** BEGIN EXERCISE INPUTS **

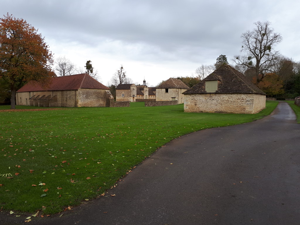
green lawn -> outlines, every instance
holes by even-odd
[[[291,107],[293,109],[297,117],[297,122],[300,123],[300,107],[295,104],[294,101],[286,101],[289,104]]]
[[[0,208],[34,212],[44,206],[44,213],[59,212],[113,188],[174,138],[261,118],[278,104],[268,101],[254,115],[185,113],[182,104],[145,107],[143,102],[0,112]]]

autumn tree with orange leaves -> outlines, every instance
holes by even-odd
[[[10,108],[16,108],[16,91],[30,80],[45,86],[55,76],[52,55],[38,30],[8,13],[0,19],[0,81],[8,84]]]
[[[267,95],[273,97],[282,94],[284,92],[283,81],[279,76],[274,73],[266,74],[257,84],[257,87]]]

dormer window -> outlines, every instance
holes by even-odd
[[[215,92],[218,89],[218,80],[207,80],[205,81],[205,90],[208,93]]]

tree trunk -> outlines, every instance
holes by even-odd
[[[10,86],[10,109],[16,109],[16,88],[12,84]]]

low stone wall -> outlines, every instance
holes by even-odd
[[[129,107],[130,106],[130,102],[114,102],[114,107]]]
[[[300,96],[295,98],[295,104],[298,106],[300,106]]]
[[[156,101],[156,100],[155,98],[152,98],[152,99],[136,99],[135,101],[136,102],[155,102]]]
[[[178,104],[178,101],[145,102],[145,106],[170,106]]]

** END EXERCISE INPUTS **

# WHAT TO WORK ON
Rewrite each line of the records above as a Markdown table with two columns, Row and Text, numbering the rows and skipping blank lines. Leave the pictures out.

# EXERCISE OUTPUT
| Row | Text |
|---|---|
| 1 | green lawn -> outlines, every instance |
| 2 | holes by even-odd |
| 3 | [[[291,107],[293,109],[297,117],[297,122],[300,123],[300,107],[295,104],[294,101],[286,101],[289,104]]] |
| 4 | [[[0,208],[34,212],[44,206],[44,213],[59,212],[113,188],[174,138],[261,118],[278,104],[268,101],[254,115],[185,113],[182,104],[145,107],[143,102],[0,112]]] |
| 5 | autumn tree with orange leaves -> outlines, every instance |
| 6 | holes by even-odd |
| 7 | [[[10,108],[16,108],[16,91],[30,80],[45,86],[55,76],[52,55],[38,30],[8,13],[0,19],[0,81],[8,84]]] |
| 8 | [[[267,95],[273,97],[282,94],[284,92],[283,81],[279,76],[274,73],[266,74],[257,84],[257,87]]] |
| 9 | dormer window -> outlines, every instance |
| 10 | holes by even-odd |
| 11 | [[[215,92],[218,89],[218,80],[207,80],[205,81],[205,90],[208,93]]] |
| 12 | tree trunk -> outlines, every instance |
| 13 | holes by even-odd |
| 14 | [[[10,86],[10,109],[16,109],[16,88],[12,84]]] |
| 15 | low stone wall -> outlines, every instance |
| 16 | holes by even-odd |
| 17 | [[[129,107],[130,106],[130,102],[114,102],[114,107]]] |
| 18 | [[[300,96],[295,98],[295,104],[298,106],[300,106]]] |
| 19 | [[[156,101],[156,100],[155,98],[152,98],[152,99],[136,99],[135,101],[136,102],[155,102]]] |
| 20 | [[[178,104],[178,101],[145,102],[145,106],[170,106]]] |